> [SUPPLIED MATERIAL]:
============
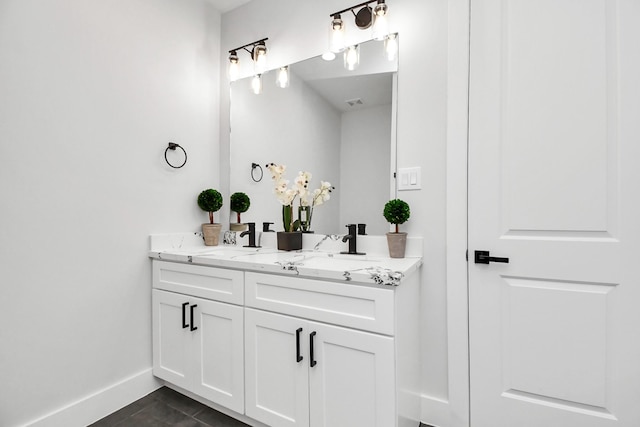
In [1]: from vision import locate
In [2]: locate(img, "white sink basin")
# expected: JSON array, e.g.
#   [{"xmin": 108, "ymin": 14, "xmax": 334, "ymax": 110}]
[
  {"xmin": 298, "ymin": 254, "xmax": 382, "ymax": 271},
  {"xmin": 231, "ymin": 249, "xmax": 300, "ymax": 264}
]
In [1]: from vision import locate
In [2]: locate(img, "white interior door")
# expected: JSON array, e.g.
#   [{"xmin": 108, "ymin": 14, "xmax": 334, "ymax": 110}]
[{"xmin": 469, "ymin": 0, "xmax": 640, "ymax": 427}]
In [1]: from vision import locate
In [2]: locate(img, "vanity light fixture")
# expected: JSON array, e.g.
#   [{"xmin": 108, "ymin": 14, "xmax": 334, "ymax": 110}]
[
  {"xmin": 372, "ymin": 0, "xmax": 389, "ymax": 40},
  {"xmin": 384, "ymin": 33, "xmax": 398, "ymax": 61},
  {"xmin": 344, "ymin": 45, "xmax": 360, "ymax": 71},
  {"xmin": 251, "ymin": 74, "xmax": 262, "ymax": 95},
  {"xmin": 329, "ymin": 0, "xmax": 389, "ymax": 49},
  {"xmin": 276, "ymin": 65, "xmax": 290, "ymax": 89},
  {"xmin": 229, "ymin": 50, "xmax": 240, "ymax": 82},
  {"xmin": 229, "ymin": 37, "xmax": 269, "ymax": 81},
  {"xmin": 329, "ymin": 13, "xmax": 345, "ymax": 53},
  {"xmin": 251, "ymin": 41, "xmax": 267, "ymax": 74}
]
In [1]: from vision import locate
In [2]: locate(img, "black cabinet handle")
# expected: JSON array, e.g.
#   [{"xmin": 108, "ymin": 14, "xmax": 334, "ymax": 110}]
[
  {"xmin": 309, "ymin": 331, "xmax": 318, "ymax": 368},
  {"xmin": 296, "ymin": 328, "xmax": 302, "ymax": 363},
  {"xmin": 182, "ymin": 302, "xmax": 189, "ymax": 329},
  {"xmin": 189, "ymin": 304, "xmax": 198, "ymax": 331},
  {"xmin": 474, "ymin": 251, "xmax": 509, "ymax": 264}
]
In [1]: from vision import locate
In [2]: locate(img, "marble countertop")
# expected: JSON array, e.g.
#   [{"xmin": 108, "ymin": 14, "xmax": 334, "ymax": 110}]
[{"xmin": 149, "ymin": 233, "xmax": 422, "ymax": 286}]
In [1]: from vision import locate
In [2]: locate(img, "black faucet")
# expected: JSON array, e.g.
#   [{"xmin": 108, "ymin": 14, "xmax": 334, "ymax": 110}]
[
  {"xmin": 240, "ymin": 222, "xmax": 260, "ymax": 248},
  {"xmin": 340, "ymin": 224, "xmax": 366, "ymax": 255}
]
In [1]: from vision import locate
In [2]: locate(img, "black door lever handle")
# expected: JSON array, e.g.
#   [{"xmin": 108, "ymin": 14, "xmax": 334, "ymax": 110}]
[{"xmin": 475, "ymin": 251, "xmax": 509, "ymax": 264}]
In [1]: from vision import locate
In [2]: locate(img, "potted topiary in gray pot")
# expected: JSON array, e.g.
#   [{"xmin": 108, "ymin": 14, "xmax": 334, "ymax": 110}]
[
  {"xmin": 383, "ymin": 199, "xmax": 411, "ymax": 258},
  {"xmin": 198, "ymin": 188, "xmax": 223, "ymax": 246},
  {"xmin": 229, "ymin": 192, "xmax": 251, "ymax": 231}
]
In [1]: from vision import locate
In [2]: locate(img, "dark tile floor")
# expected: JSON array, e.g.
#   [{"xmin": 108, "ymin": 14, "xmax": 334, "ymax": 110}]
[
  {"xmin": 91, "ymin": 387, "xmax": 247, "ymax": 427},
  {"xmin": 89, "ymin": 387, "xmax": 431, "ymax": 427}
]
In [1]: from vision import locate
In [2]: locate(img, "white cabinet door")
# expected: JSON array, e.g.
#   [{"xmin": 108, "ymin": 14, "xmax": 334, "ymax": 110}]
============
> [PROBLEM TO SOLVE]: Which lines in the records above contain the string "cabinet"? Report each of those lines in full, and treat uppercase and lowercase as different.

> [THE OUTPUT]:
In [2]: locate(img, "black cabinet handle")
In [2]: locate(img, "white cabinet door")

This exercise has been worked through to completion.